**TASK DESCRIPTION**
Change every "Indicate the position of" in the listing below to "Mark the location of" and keep everything else as it is. Leave the pictures out of your copy.

---- GIVEN ENTRIES

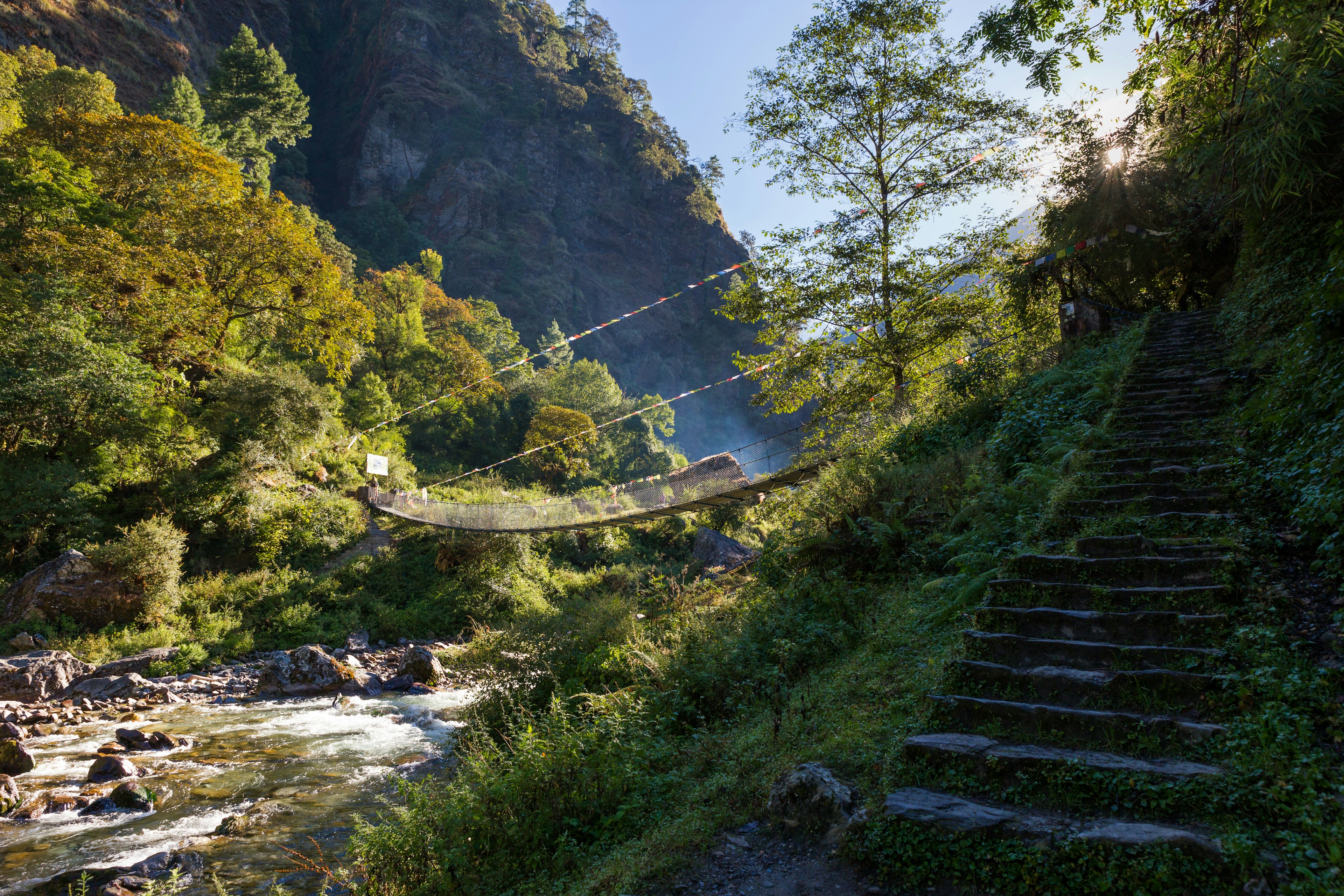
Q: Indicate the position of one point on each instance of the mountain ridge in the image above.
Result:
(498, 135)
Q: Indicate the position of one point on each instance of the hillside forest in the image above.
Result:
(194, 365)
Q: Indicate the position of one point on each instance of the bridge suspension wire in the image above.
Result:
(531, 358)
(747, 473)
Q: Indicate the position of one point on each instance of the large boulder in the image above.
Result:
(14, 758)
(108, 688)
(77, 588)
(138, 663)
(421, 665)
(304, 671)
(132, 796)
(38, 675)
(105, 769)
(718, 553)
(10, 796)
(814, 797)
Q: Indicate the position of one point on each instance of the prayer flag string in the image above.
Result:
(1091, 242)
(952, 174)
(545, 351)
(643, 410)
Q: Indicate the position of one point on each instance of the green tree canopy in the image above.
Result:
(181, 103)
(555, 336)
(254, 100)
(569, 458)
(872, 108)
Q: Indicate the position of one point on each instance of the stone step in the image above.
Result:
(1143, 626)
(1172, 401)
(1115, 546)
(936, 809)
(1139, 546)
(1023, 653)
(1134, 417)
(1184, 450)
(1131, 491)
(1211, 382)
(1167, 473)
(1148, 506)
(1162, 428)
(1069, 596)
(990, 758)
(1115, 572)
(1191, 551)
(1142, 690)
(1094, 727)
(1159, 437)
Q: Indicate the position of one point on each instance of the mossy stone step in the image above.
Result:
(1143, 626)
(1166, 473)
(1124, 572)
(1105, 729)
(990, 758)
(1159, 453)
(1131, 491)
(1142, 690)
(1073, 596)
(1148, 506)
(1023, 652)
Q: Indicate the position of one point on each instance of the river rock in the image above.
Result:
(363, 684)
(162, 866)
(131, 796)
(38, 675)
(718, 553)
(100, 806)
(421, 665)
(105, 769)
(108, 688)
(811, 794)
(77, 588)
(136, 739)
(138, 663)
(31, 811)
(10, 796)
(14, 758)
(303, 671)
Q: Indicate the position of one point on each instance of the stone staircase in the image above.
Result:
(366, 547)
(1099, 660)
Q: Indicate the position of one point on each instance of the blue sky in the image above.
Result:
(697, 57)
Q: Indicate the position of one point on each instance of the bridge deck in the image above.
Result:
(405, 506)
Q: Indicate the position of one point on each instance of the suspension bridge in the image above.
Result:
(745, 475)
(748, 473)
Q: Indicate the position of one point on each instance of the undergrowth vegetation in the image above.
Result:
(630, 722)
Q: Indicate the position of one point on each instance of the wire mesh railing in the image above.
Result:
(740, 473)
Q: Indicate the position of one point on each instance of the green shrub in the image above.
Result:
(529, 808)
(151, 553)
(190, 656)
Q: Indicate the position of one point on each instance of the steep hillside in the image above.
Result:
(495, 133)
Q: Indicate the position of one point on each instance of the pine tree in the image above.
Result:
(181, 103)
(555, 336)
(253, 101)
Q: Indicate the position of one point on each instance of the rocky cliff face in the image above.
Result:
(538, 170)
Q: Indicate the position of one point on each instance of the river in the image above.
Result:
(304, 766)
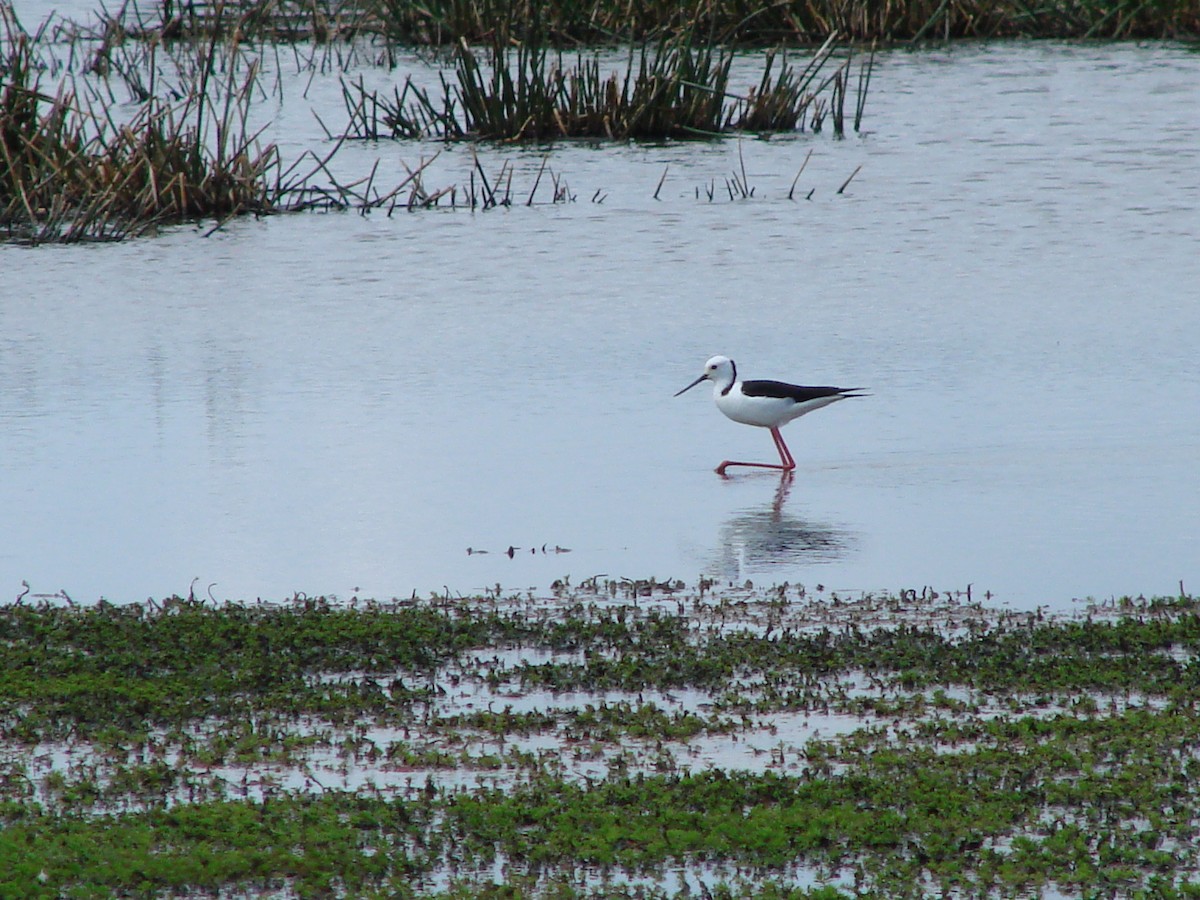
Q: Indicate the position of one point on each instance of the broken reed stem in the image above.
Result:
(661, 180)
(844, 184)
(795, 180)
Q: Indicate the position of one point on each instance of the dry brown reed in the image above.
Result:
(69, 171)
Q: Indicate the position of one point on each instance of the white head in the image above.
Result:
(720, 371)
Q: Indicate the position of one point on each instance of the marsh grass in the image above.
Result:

--------

**EXERCISE ANSWER**
Q: Mark the location of one point on each instance of the mountain ridge in the image above.
Result:
(498, 135)
Q: Mark the location of one point on each instance of the hillside forest in the image above.
Result:
(194, 365)
Q: Mark the location of one point on each instance of the bridge suspension wire in the image above.
Result:
(531, 358)
(747, 473)
Q: Mark the location of one point on each instance of the large boulder in the image above.
Result:
(14, 758)
(108, 688)
(77, 588)
(138, 663)
(421, 665)
(304, 671)
(132, 796)
(38, 675)
(105, 769)
(718, 553)
(10, 796)
(814, 797)
Q: Mark the location of one point on each instance of the prayer flag string in the image above.
Result:
(1091, 242)
(952, 174)
(545, 351)
(643, 410)
Q: Mark the location of one point on each instance of the green tree canopy in the image above.
Result:
(181, 103)
(555, 336)
(254, 100)
(569, 458)
(872, 108)
Q: Mark the location of one point on each instance of the stone step in the image above.
Result:
(1143, 626)
(1172, 401)
(1115, 546)
(936, 809)
(1139, 546)
(1023, 653)
(1134, 417)
(1184, 450)
(1131, 491)
(1211, 382)
(1167, 473)
(1148, 506)
(1162, 428)
(1069, 596)
(990, 758)
(1115, 572)
(1191, 551)
(1142, 690)
(1094, 727)
(1159, 437)
Q: Mark the location of one point on each instance of the mossy stone step in the image above.
Result:
(1143, 626)
(1166, 473)
(1124, 572)
(1105, 729)
(990, 758)
(1159, 453)
(1131, 491)
(1142, 690)
(1073, 596)
(1148, 506)
(1023, 652)
Q: Mark the location of one point on each instance of the river rock in the image above.
Result:
(363, 684)
(162, 866)
(131, 796)
(38, 675)
(718, 553)
(100, 806)
(421, 665)
(105, 769)
(108, 688)
(811, 794)
(77, 588)
(136, 739)
(138, 663)
(31, 811)
(10, 796)
(14, 758)
(303, 671)
Q: Mark the location of one point on each instance of the stone staircase in the image above.
Result:
(366, 547)
(1099, 660)
Q: Mark the location of one point on each instance of the blue sky in the image above.
Result:
(697, 57)
Q: Mark the location of one point on each instance of the bridge deck in the image above.
Result:
(405, 506)
Q: Mark the location of one point on each instance of the suspension bridge in the image above.
Result:
(745, 475)
(748, 473)
Q: Mark the location of one point on each instance of the undergrowth vegetation in the image above.
Result:
(630, 722)
Q: Mark the location of one point on each instance of the wire mesh railing in the image above.
Result:
(740, 473)
Q: Mark the location of one point on each instance of the green shrub in the image above.
Result:
(529, 808)
(151, 553)
(190, 656)
Q: Mark the location of one point on each instance of the steep hillside in the image above.
Result:
(495, 133)
Q: Mark the location of one point on each instance of the pine tree in the image above.
Result:
(181, 103)
(555, 336)
(253, 101)
Q: Mark the location of one point on each instance of the rocky cliff face in the image above.
Result:
(538, 170)
Q: Mark the location of one point on each instance of the river in the image above.
Result:
(304, 766)
Q: Mark the location of one point on each instance of the broken reed stem in the image above.
Result:
(661, 180)
(844, 184)
(795, 180)
Q: Mark the location of one point on each instance of the dry brown reed in the image above.
Result:
(69, 171)
Q: Mark the location of one point on each instance of the white head in the image above.
Result:
(720, 371)
Q: Mark the location of one point on each instance of the marsh grass in the image above.
Result:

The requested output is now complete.